[Start of Attachment]
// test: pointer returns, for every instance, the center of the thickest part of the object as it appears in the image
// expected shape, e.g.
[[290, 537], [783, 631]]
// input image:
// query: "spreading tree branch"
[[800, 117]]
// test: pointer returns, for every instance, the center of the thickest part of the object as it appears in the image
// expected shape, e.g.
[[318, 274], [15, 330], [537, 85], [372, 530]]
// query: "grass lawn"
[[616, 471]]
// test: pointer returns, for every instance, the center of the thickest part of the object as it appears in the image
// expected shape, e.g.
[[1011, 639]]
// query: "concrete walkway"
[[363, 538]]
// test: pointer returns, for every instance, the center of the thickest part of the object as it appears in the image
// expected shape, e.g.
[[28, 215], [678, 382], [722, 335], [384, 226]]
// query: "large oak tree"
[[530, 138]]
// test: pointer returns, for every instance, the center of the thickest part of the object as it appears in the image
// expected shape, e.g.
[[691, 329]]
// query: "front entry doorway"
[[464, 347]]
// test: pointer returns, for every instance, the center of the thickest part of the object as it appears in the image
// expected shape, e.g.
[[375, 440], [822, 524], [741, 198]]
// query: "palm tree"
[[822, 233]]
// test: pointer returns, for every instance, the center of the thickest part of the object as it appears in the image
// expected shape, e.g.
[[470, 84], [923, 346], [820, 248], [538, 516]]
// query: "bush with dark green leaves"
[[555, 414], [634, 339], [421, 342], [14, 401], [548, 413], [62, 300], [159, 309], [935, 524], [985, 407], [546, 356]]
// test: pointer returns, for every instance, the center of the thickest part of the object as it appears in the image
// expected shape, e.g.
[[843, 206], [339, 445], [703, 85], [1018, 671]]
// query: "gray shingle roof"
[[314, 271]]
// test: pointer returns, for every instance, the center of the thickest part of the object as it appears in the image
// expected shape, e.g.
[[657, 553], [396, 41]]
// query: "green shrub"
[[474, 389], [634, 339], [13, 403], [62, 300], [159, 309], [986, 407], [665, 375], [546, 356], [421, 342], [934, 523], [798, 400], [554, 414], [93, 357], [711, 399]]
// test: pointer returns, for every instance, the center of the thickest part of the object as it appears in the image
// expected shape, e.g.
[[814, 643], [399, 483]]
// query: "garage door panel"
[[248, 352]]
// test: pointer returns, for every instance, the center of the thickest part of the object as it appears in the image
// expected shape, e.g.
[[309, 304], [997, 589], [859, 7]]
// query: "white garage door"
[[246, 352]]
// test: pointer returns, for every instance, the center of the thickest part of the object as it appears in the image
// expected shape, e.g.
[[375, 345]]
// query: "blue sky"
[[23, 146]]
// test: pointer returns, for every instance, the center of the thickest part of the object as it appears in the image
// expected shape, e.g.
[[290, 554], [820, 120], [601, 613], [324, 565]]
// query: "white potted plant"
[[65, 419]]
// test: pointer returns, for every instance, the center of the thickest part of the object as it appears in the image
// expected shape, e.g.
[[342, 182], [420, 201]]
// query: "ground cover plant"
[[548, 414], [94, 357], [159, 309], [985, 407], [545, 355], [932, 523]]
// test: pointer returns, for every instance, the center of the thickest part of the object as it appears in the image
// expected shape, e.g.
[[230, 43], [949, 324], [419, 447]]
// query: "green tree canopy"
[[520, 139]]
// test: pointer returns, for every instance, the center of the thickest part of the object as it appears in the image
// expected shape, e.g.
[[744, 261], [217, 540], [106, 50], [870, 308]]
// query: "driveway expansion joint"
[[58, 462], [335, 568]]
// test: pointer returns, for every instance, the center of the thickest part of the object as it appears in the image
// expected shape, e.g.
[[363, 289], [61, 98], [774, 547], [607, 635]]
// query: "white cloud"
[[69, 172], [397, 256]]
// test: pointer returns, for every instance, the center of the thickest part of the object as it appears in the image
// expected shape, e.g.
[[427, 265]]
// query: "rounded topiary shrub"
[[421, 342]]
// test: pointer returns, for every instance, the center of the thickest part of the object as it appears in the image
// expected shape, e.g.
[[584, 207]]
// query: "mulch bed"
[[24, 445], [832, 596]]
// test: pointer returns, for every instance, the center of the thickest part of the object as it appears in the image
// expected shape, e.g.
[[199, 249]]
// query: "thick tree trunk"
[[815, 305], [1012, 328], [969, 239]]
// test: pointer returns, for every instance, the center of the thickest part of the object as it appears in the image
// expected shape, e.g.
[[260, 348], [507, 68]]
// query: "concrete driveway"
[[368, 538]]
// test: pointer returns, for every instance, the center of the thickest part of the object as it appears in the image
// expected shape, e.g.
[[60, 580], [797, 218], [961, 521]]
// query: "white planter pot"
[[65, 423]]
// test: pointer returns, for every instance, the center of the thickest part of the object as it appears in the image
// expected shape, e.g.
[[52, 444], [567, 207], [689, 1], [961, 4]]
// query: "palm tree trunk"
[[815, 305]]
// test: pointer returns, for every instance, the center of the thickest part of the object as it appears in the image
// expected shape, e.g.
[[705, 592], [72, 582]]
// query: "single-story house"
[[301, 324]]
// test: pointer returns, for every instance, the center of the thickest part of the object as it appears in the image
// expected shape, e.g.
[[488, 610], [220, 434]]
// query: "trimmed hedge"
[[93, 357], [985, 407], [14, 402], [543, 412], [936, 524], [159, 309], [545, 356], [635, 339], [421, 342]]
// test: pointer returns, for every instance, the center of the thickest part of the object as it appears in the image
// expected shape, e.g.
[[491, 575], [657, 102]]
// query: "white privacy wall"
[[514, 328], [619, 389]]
[End of Attachment]
*TASK TO COMPLETE*: Word for word, repeat each entry shown above.

*SOLUTION FOR THIS PROBLEM*:
// test: pointer returns, for every instance, the center of the thickest part of the object as it appears in the image
// expected shape, e.g.
[[290, 537], [783, 631]]
// input image:
// query: "spreading tree branch"
[[800, 117]]
// test: pointer returns, for every instance, the center of the thickest part of the object as it appears in the image
// expected shape, e.g.
[[318, 274], [15, 330], [537, 85], [372, 530]]
// query: "grass lawn"
[[616, 471]]
// test: pointer returns, for every instance, the center of the thickest part of the object as it appears in the image
// expected shape, e.g.
[[1011, 639]]
// query: "concrete walkway"
[[363, 538]]
// test: pointer returns, for every instance, the center of the thickest part of the object as it appears in the image
// expected shape, e.g.
[[28, 215], [678, 382], [722, 335], [384, 226]]
// query: "large oak tree"
[[530, 138]]
// test: pointer returns, for every instance, the center of the thickest part of the object as it appears in the image
// expected shape, e.g.
[[691, 329]]
// query: "front entry doorway"
[[464, 347]]
// test: pointer returns, for every instance, the center of the thickest part of the object as it appears in the image
// expected shape, e.g.
[[375, 440], [822, 524], [741, 198]]
// query: "palm tree"
[[822, 233]]
// test: pointer returns, for every instance, the center of the thickest part of the object as it appears in the image
// expected shape, e.g.
[[470, 84], [923, 346], [820, 248], [538, 516]]
// query: "bush with dark green leaves"
[[555, 414], [634, 339], [421, 342], [14, 401], [548, 413], [62, 300], [159, 309], [935, 524], [985, 407], [546, 356]]
// test: pointer returns, for every instance, the center of the thickest part of the object as it appears in the image
// expected shape, e.g.
[[843, 206], [339, 445], [703, 85], [1018, 671]]
// query: "gray shingle roof"
[[314, 271]]
// test: pointer returns, for every instance, the center of the thickest part of the object as it appears in the image
// expected shape, e.g.
[[657, 553], [396, 41]]
// query: "green shrub"
[[474, 389], [634, 339], [13, 403], [62, 300], [159, 309], [986, 407], [665, 375], [546, 356], [421, 342], [934, 523], [798, 400], [554, 414], [93, 357], [711, 399]]
// test: pointer returns, for every instance, the center of the thickest part of the object as it appears in the image
// expected shape, e.g.
[[814, 643], [399, 483]]
// query: "garage door panel"
[[248, 352]]
// test: pointer returns, for every instance, the center of the thickest part of the object as it appears in the image
// expected shape, e.g.
[[309, 304], [997, 589], [859, 7]]
// query: "white garage door"
[[246, 352]]
// test: pointer returns, for every instance, the center of the thickest part of the object as it appears in the image
// expected shape, e.g.
[[375, 345]]
// query: "blue sky"
[[23, 146]]
// test: pointer returns, for every instance, the center of the thickest part of the object as it appears in the image
// expected shape, e.g.
[[290, 554], [820, 120], [601, 613], [324, 565]]
// query: "white potted plant"
[[65, 419]]
// test: pointer returns, for every instance, the center of the thickest part of the object as it appears in the image
// expected shape, e.g.
[[342, 182], [420, 201]]
// query: "ground cover plant"
[[548, 414], [94, 357], [159, 309], [985, 407], [545, 355], [932, 523]]
// test: pointer returns, for every instance, the center of the thickest part of the object as it appears in the image
// expected shape, e.g.
[[230, 43], [949, 324], [419, 447]]
// query: "green tree canopy"
[[520, 139]]
// test: pointer returns, for every instance, the center of the thickest part of the object as it appears in the image
// expected shape, e.g.
[[744, 261], [217, 540], [106, 50], [870, 308]]
// query: "driveway expansion joint"
[[58, 462], [335, 568]]
// test: pointer returns, for every instance, the center of the thickest part of the object as it appears in the image
// expected shape, e.g.
[[363, 289], [61, 98], [774, 547], [607, 635]]
// query: "white cloud"
[[69, 172], [397, 256]]
// test: pointer returns, for every instance, the center of the thickest part of the object as it appears in the image
// expected shape, e.g.
[[427, 265]]
// query: "rounded topiary shrub"
[[421, 342]]
// test: pointer returns, for every instance, the center of the thickest part of the object as it appears in the image
// expected shape, e.g.
[[584, 207]]
// query: "mulch bed"
[[24, 445], [832, 596]]
// test: pointer returns, for every instance, the center of the thickest part of the object as it appears in the image
// expected shape, e.g.
[[199, 249]]
// query: "thick tree trunk"
[[815, 305], [1012, 328], [969, 239]]
// test: pointer returns, for every instance, the center of the thickest part of the object as it appears in the image
// expected shape, e.g.
[[260, 348], [507, 68]]
// query: "concrete driveway"
[[368, 538]]
// test: pointer returns, for every instance, the center of the thickest part of the object as it appears in the image
// expected shape, e.g.
[[60, 580], [797, 218], [961, 521]]
// query: "white planter pot"
[[65, 423]]
// test: pointer returns, for every instance, the center of the thickest part of the object as it appears in the image
// expected shape, e.g.
[[52, 444], [567, 207], [689, 1], [961, 4]]
// query: "palm tree trunk"
[[815, 305]]
// test: pointer returns, for every instance, the center of the thickest part of the object as it appears in the image
// expected shape, e.g.
[[705, 592], [72, 582]]
// query: "single-story house"
[[301, 324]]
// test: pointer returns, for every instance, the center of the thickest part of the object as it appears in the image
// expected shape, e.g.
[[488, 610], [220, 434]]
// query: "trimmed hedge"
[[93, 357], [985, 407], [14, 402], [543, 412], [936, 524], [159, 309], [545, 356], [635, 339], [421, 342]]
// test: pointer returns, for every instance, the center of the thickest part of the object as it appears in the image
// expected shape, e.g.
[[491, 575], [657, 102]]
// query: "white privacy wall"
[[514, 328], [619, 389]]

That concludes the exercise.